#### [Directions]
Return the rows below without any change, from the very first line through the line that contains "[0,65,123,184]", both ends included.

=== Dataset records ===

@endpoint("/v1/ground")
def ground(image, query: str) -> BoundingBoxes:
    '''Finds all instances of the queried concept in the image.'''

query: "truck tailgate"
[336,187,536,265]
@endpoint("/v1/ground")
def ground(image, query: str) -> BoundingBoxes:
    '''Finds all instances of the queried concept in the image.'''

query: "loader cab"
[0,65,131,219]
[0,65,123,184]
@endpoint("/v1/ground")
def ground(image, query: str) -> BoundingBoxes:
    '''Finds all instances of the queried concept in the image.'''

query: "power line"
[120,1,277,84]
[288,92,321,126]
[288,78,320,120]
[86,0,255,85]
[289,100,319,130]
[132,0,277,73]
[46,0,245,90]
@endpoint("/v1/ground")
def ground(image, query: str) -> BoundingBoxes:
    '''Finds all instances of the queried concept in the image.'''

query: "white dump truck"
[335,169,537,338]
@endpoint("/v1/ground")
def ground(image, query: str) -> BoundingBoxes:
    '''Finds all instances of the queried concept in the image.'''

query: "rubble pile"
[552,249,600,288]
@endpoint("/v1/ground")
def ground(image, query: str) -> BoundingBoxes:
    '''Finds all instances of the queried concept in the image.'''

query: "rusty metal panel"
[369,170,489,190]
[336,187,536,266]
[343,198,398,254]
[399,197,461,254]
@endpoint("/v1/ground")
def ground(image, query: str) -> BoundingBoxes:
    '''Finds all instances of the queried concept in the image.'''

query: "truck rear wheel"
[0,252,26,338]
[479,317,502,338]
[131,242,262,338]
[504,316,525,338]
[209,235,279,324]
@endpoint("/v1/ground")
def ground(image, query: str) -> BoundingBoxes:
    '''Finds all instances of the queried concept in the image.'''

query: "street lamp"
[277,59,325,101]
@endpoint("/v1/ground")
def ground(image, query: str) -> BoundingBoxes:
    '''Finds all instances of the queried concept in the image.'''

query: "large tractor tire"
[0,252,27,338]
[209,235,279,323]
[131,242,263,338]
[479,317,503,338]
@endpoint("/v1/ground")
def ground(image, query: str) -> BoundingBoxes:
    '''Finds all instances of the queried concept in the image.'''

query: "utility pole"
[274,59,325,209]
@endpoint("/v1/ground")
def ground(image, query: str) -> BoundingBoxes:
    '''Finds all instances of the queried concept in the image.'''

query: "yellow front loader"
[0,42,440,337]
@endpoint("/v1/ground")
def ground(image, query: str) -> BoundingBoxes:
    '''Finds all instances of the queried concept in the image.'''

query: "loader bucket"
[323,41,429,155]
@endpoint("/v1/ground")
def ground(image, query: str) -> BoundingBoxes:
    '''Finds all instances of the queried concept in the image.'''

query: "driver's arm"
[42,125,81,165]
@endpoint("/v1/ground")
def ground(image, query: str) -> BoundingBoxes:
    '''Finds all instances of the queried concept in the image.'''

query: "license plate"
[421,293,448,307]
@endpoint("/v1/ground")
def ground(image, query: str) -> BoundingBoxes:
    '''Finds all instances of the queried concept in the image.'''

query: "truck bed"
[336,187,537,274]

===

#### [Solution]
@endpoint("/v1/ground")
def ground(image, query: str) -> BoundingBoxes:
    '''Finds all instances of the queried concept in the image.'''

query: "truck tailgate"
[336,187,536,265]
@endpoint("/v1/ground")
def ground(image, query: str) -> BoundingBoxes:
    '''Finds all instances of the queried concept in the image.'''

query: "loader cab"
[0,65,131,219]
[0,65,123,184]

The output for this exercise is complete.